[START OF Material]

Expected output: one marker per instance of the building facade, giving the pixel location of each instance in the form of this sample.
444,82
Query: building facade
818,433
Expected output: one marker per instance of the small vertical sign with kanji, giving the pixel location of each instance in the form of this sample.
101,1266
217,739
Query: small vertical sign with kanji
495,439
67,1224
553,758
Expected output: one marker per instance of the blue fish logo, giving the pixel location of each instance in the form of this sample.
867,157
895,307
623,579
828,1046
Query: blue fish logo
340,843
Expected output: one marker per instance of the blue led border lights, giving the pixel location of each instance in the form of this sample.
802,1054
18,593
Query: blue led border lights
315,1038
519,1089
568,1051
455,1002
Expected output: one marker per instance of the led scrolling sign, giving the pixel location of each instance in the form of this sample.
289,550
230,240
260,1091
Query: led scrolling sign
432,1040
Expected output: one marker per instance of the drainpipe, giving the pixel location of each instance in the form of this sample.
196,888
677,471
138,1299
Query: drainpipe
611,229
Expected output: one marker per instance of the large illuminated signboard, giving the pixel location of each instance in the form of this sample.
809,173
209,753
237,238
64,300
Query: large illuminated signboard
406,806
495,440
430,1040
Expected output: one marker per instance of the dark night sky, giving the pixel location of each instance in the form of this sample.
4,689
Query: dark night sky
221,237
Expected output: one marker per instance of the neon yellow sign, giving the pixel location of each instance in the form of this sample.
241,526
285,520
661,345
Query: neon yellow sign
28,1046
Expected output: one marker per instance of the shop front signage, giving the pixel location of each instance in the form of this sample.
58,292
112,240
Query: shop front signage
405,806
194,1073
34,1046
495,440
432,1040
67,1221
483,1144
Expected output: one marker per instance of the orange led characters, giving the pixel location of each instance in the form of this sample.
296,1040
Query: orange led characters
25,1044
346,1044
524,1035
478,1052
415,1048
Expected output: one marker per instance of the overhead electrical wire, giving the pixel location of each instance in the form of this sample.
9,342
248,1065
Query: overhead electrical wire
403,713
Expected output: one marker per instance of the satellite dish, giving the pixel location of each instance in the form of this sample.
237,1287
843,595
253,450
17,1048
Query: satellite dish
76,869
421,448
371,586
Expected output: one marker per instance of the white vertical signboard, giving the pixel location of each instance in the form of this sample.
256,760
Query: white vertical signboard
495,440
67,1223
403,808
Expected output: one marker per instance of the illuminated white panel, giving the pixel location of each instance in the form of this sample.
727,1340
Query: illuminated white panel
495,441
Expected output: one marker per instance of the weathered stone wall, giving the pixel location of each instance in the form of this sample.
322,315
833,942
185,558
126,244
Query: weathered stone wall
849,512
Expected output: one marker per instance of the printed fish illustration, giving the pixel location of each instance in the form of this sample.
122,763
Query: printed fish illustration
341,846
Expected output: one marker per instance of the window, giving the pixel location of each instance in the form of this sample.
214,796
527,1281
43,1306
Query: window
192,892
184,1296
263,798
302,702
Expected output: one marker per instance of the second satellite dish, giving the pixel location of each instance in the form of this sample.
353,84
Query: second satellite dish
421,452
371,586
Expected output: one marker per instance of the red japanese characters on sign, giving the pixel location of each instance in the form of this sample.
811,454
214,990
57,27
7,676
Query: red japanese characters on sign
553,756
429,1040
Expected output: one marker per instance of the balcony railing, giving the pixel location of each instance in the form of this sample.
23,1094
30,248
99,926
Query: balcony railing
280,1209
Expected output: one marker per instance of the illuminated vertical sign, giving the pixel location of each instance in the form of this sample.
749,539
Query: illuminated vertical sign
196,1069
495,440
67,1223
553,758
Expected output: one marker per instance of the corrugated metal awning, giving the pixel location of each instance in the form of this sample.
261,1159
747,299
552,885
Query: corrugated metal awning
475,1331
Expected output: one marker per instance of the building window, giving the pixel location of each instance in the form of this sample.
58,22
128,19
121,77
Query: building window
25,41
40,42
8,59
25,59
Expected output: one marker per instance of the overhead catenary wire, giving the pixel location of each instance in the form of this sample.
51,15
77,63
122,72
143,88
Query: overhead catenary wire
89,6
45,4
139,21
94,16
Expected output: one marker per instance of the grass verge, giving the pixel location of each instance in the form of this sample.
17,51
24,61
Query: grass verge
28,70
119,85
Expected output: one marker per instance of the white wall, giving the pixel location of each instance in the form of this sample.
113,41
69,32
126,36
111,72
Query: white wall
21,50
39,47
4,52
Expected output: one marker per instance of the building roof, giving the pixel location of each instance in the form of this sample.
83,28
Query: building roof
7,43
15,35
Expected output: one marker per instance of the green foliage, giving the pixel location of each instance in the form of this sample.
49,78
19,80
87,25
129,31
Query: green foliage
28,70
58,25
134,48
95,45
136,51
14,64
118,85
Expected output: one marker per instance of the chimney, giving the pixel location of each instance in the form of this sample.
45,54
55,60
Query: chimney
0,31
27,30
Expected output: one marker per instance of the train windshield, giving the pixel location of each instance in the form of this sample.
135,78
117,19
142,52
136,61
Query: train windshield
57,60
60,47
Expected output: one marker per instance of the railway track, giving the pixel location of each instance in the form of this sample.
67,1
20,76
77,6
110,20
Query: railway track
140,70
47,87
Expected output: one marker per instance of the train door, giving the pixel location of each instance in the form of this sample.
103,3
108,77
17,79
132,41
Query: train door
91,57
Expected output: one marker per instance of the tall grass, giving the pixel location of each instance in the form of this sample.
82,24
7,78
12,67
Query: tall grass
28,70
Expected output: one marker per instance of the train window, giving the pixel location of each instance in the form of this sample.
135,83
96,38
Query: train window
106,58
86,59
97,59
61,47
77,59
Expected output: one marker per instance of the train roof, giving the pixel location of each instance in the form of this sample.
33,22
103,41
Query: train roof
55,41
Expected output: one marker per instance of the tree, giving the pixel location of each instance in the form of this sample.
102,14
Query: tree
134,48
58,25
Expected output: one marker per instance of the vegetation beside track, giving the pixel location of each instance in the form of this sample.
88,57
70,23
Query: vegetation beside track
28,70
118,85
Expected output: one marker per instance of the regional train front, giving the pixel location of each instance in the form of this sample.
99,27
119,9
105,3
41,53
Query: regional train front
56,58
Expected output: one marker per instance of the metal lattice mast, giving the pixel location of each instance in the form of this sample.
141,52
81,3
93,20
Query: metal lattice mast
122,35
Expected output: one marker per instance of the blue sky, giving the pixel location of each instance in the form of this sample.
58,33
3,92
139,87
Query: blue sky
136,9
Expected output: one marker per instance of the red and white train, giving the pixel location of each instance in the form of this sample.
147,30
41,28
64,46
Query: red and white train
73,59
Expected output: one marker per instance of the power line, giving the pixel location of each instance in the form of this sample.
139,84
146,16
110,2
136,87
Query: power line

[END OF Material]

■ **Challenge**: Print all of the data exactly as it was given.

■ **Finished exercise**:
Expected output: one marker per instance of the building facade, giving the pixel location of each instance in the form of this sample.
444,82
Query: building facade
818,433
Expected output: one marker per instance of the small vertical sign with kanji, giving the pixel location of each instance in the form of this sample.
101,1266
217,739
Query: small vertical sign with kanji
495,439
67,1224
553,758
Expected output: one marker per instance of the blue fish logo, giving the pixel location of each instance in the form of this sample.
867,157
895,307
623,579
828,1046
Query: blue fish logo
340,843
Expected output: one marker per instance of the blue led border lights, giving the pixel location of each instance in the form of this sample.
802,1054
18,593
Query: blue led border lights
315,1038
519,1089
568,1051
455,1002
Expected output: one marker per instance of the led scrolling sign, giving the pixel location of each instance in the form of this sample.
289,550
230,240
260,1091
Query: led scrolling sign
432,1040
Expected output: one marker per instance of the drainpipe, giving the pixel location of each instance in the form of this sample.
196,888
677,471
138,1299
Query: drainpipe
611,229
Expected output: one marker per instance of the large illuminated signboard, giving the pixel location of each instance in the form of this sample.
809,173
209,753
237,238
64,300
Query: large illuminated signboard
406,806
495,440
430,1040
Expected output: one marker per instance of the dark night sky, giving the pixel location of each instance in the form of this sample.
4,689
Query: dark night sky
221,237
Expected output: one marker per instance of the neon yellow sign, giving the pixel location of each instance in the form of this sample.
241,526
285,520
661,345
Query: neon yellow sign
28,1046
Expected output: one marker per instance of the shop front signage, giving the pixel location of each instance in the form of this sample.
58,292
112,240
Query: shop front signage
405,806
194,1073
34,1046
495,440
432,1040
67,1221
483,1144
Expected output: one marker per instance of the orange led characters, giving the pixel location of each instance in the form of this sample.
296,1040
Query: orange led characters
25,1044
346,1044
524,1035
478,1052
415,1048
Expected output: one marker per instance of the overhead electrical wire, giving the pixel location of each instance in the form of this sample.
9,342
248,1065
Query: overhead electrical wire
403,713
Expected output: one marker per instance of the satellite dish, giving the pixel location of each instance in the form of this sample.
237,1287
843,595
253,450
17,1048
Query: satellite dish
76,869
421,448
371,586
Expected output: one marker per instance of the white vertical signboard, giving the pixel location of each instance in the form of this sample.
256,760
Query: white vertical signboard
495,440
67,1223
403,808
Expected output: one marker per instance of the illuminated white panel, giving the pixel location of each instance in the form of this sample.
727,1340
Query: illuminated white panel
495,441
Expected output: one marker per instance of the weathered stone wall, giving the pixel location of each instance in the form of this sample.
322,315
833,942
185,558
126,244
Query: weathered stone wall
849,512
Expected output: one marker per instance of the printed fish illustration, giving the pixel location of each instance in the form of this sample.
122,763
Query: printed fish illustration
341,846
Expected output: one marker per instance of the window, giving the pixel location of each instance in the form of this sample.
214,796
527,1281
43,1306
Query: window
192,892
184,1296
263,798
302,702
Expected output: one marker per instance of the second satellite dish, giving the pixel location of each instance in the form of this sample.
353,84
Query: second satellite dish
421,452
371,586
Expected output: one marker per instance of the red japanese characters on sign, giving the pixel location of each instance in the form of this sample.
811,454
214,990
57,27
7,676
Query: red japanese characters on sign
553,756
429,1040
Expected output: one marker per instance of the balcony railing, giving the pixel location of each instance in the form of this sample.
23,1094
30,248
99,926
Query: balcony railing
280,1209
Expected output: one marker per instance of the illuminated vertical sign, giving the pixel location of each instance in the form of this sample.
749,539
Query: illuminated vertical sign
196,1069
495,440
67,1223
553,758
Expected output: one marker per instance of the corrugated metal awning, giving the pixel location of each instance in the form of this sample.
261,1159
747,299
552,885
Query: corrugated metal awning
475,1331
Expected output: one marker per instance of the building window, giving the pixel location of each instance in the form of this sample.
58,22
128,19
121,77
Query: building window
25,41
40,42
8,59
25,59
Expected output: one marker per instance of the overhead catenary wire, giving the pixel location of each instance in the form of this sample.
51,15
77,63
122,72
143,88
Query: overhead catenary wire
89,6
45,4
139,21
94,16
Expected output: one marker per instance of the grass verge, giving the pixel location of each instance in the form of this sample.
17,51
24,61
Query: grass verge
28,70
119,85
Expected output: one marker per instance of the white wall, giving the pixel location of each instance in the form of this sample.
113,41
69,32
126,36
111,72
Query: white wall
21,50
39,47
4,52
Expected output: one marker per instance of the building roof, giving the pixel location of each instance in the form of this sample.
83,28
Query: building roof
7,43
15,35
Expected output: one marker per instance of the green foliage, giving the pixel location of each instance in the form of this sample.
49,78
19,80
87,25
129,31
Query: green foliage
28,70
58,25
134,48
95,45
136,51
14,64
118,85
Expected output: one marker per instance of the chimney, giving the pixel location of each instance in the form of this sample.
45,54
55,60
Query: chimney
0,31
27,30
Expected output: one marker per instance of the train windshield, giving the pixel location of each instance in the form of this sample.
135,78
117,19
142,52
136,61
Query: train windshield
57,60
60,47
Expected output: one marker per instance of the railway track, giving the pixel location of each instance in the form of this sample.
67,1
20,76
77,6
110,20
Query: railway track
140,70
47,87
Expected output: one marker per instance of the train door, giving the pixel location of each instance in the form of this sample.
103,3
108,77
17,79
132,41
Query: train door
91,57
Expected output: one marker per instance of the tall grass, giving the pixel location of each instance in the form of this sample.
82,24
7,78
12,67
Query: tall grass
28,70
Expected output: one marker per instance of the train window, giving the pixel location of each instance in the form of this sample.
135,83
96,38
Query: train window
106,58
86,59
97,59
61,47
77,59
Expected output: one marker per instance of the train roof, giving the pixel location of each instance in the form of this sample.
33,22
103,41
Query: train roof
55,41
Expected output: one marker per instance of the tree, giving the pixel location of each instance in the form of this sample.
102,14
Query: tree
134,48
58,25
Expected output: one marker per instance of the vegetation beside track, giving the pixel location of each instance in the form of this sample.
88,57
70,23
Query: vegetation beside track
28,70
118,85
Expected output: one marker per instance of the regional train front, giving the pixel location of each instance in the form of this sample.
99,27
119,9
105,3
41,53
Query: regional train front
56,58
Expected output: one marker per instance of the metal lattice mast, giving the pixel location of each instance in the form of this sample.
141,52
81,3
93,20
Query: metal lattice mast
122,35
Expected output: one marker per instance of the blue sky, giving the pixel location of each instance in the form of this sample.
58,33
3,92
139,87
Query: blue sky
136,9
Expected output: one marker per instance of the red and white train, giving the pixel location of each instance in the form of this sample.
147,30
41,28
64,46
Query: red and white train
73,59
Expected output: one marker per instance of the power line, giving the pixel location of each instance in the form of this sample.
139,84
146,16
110,2
136,87
Query: power line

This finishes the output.